* Exercise description:
Can you copy the lines below word for word, leaving out the pictures?

Coordinate labeling lines
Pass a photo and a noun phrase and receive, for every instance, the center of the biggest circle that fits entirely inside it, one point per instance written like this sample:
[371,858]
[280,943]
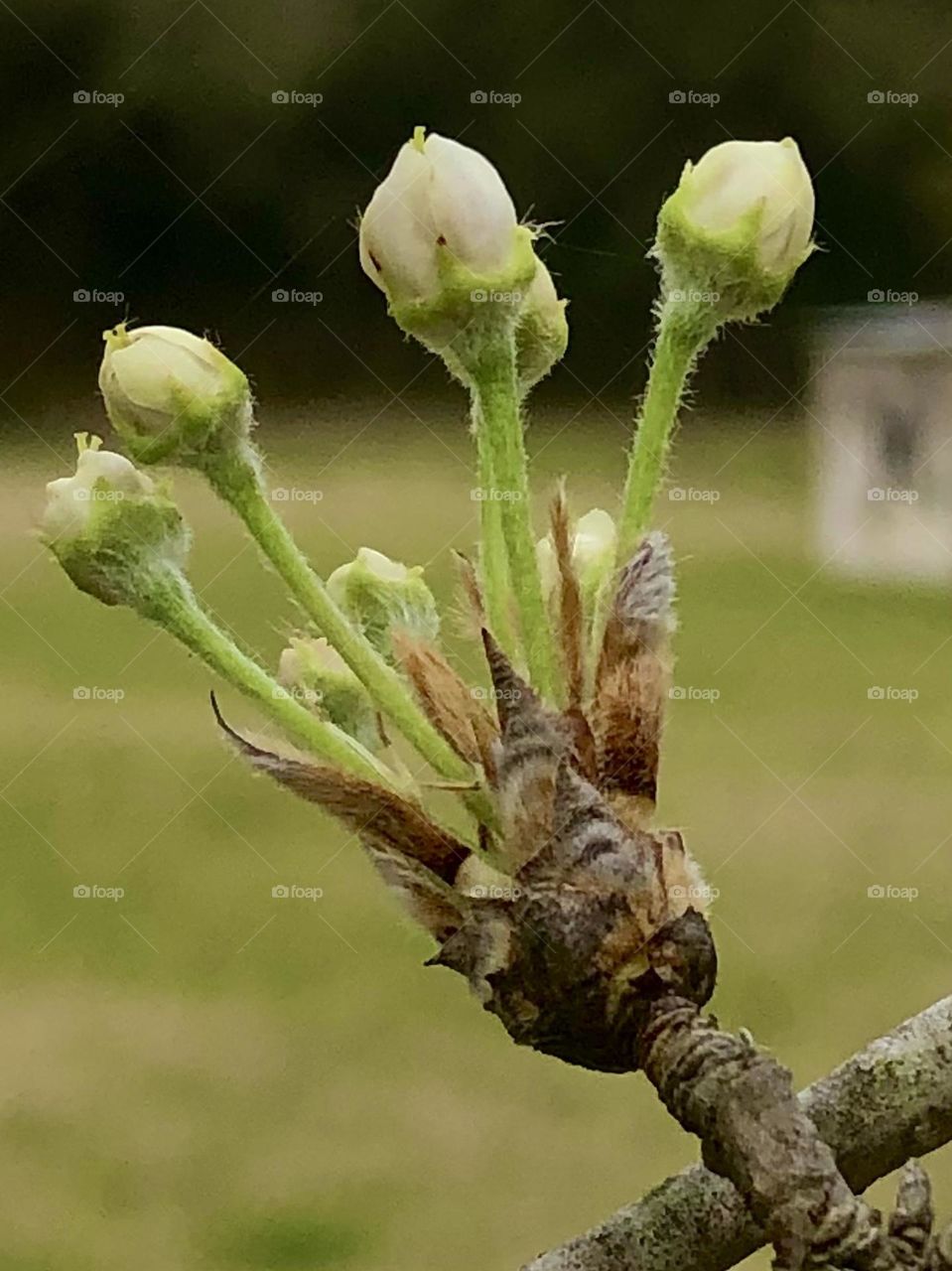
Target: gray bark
[887,1103]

* Response for this exercise:
Pass a photo and a noun phrase and receive, for every instance, the center of the biggest circle that fits entirely inside it, one point per instance written like this sample:
[371,858]
[280,943]
Target: gray bark
[887,1103]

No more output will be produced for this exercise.